REQUIRED TASK: Repeat all of the lines below word for word, but leave the picture out of your answer.

#####

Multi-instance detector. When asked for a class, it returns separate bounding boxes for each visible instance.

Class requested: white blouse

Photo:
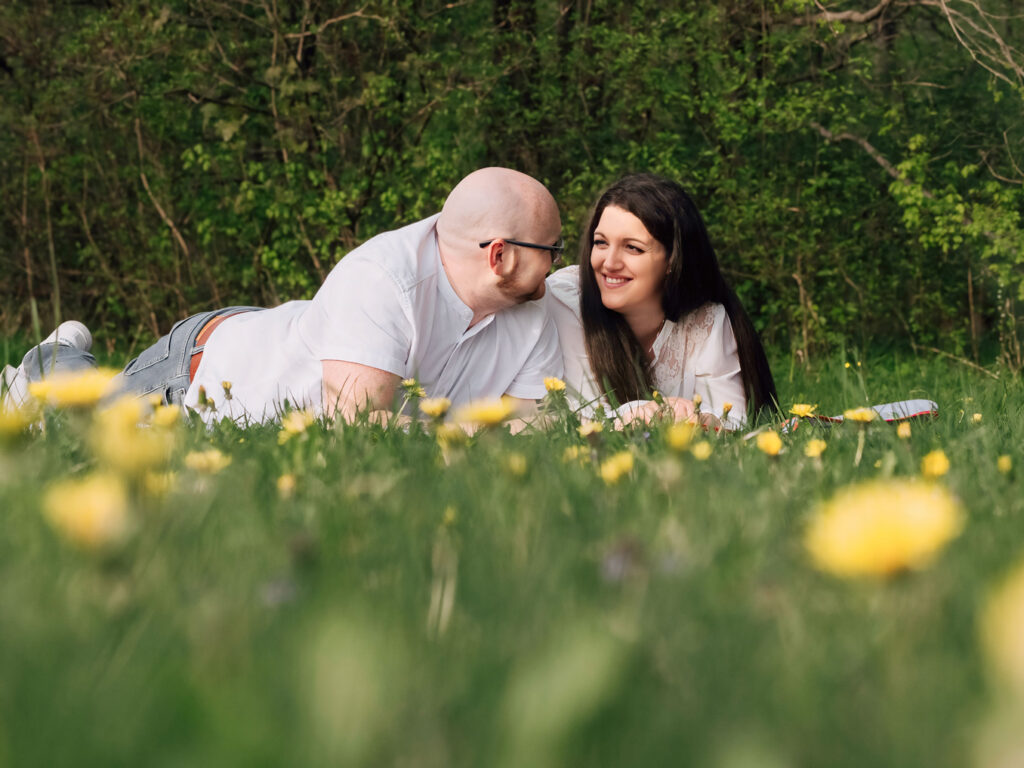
[547,266,746,428]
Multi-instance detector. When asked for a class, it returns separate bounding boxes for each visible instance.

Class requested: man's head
[437,168,562,310]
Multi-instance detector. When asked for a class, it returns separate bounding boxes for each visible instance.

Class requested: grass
[0,356,1024,766]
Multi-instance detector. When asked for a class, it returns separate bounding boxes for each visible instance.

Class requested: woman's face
[590,206,669,315]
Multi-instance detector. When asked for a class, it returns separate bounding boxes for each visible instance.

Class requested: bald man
[4,168,562,423]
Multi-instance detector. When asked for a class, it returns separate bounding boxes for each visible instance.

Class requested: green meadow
[0,348,1024,767]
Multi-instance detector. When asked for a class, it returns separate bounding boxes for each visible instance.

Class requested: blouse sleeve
[692,304,746,428]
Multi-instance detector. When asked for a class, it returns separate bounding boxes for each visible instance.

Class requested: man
[0,168,562,423]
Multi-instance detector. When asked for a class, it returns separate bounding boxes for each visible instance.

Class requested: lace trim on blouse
[651,302,718,392]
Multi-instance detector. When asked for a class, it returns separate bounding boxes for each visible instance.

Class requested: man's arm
[321,360,399,423]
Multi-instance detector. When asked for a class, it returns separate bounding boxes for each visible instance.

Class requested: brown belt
[188,309,250,384]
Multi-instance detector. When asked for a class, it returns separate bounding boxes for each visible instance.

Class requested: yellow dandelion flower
[544,376,565,392]
[665,421,694,451]
[420,397,452,419]
[690,440,712,462]
[790,402,817,419]
[453,397,514,427]
[276,473,298,499]
[804,438,828,459]
[601,451,633,485]
[29,368,118,408]
[0,404,33,438]
[921,449,949,477]
[505,453,526,477]
[401,379,427,397]
[979,565,1024,690]
[843,408,879,424]
[43,473,131,551]
[757,429,782,456]
[89,395,177,475]
[804,479,963,578]
[185,449,231,475]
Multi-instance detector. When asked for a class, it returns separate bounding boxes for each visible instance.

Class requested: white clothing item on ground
[548,265,746,429]
[184,215,562,421]
[0,366,29,408]
[0,321,92,408]
[41,321,92,352]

#####

RESULT:
Multi-instance detector. When asked for a class, it returns separate bounding boxes for each visible instance.

Class requested: white blouse

Photo:
[547,266,746,428]
Multi-instance detector. When asked for a class, it returns separate bounding boxes for each visible instance.

Class requested: man's head
[437,168,562,310]
Multi-instance detector. When asked for a class, it returns separate bounding boxes for each visible instance.

Class requested: grass
[0,356,1024,766]
Multi-instance detector. When asked for a class, it returns separate bounding boxes for each visible instance.

Class requested: woman's face
[590,206,669,315]
Multi-instance detector. When asked for a class, it returns separate bounding boxes for each visible instance.

Class requested: bald man
[4,168,562,423]
Multi-instance detector. When asked for a class, it returns separate bounding boxes for each visible instance.

Class requested: green meadow
[0,348,1024,767]
Multi-instance detector. When asked for a class, it returns separate bounding boxes for each visible instance.

Class requested: blouse sleeve
[692,304,746,428]
Multi-instance detector. When asked for a class, it returns separate bounding boxes for each visible instance.

Class requested: man
[0,168,562,423]
Multi-instance detector. When asked for a class, it returns separate bounding boxes for each visible instance.

Class requested: lace trim on blouse
[651,302,718,392]
Multi-instance detector. When asked for a class, it returns separate bounding boxes for each visible instance.

Class requested: man's arm
[321,360,399,423]
Multi-instance detector. When asked for a class, it returns separate bounding boxes for each visible instance.

Class requested: brown belt
[188,309,250,384]
Multi-instance detector. When asked for a class, it returns separate bounding boxes for each visible instance.

Class requested: yellow dandelion flower
[544,376,565,392]
[665,421,694,451]
[420,397,452,419]
[690,440,712,462]
[790,402,817,419]
[453,397,514,427]
[276,473,298,499]
[804,438,828,459]
[601,451,633,485]
[29,368,118,408]
[0,404,33,438]
[921,449,949,477]
[505,453,526,477]
[401,379,427,397]
[979,565,1024,690]
[843,408,879,424]
[43,473,131,551]
[757,429,782,456]
[89,395,177,475]
[804,479,963,578]
[185,449,231,475]
Multi-instance detector. When asked for a class, it returns separate bounding boxes for each visible instance.

Class requested: white clothing item on ground
[548,265,746,429]
[184,215,562,421]
[0,366,29,408]
[0,321,92,408]
[41,321,92,352]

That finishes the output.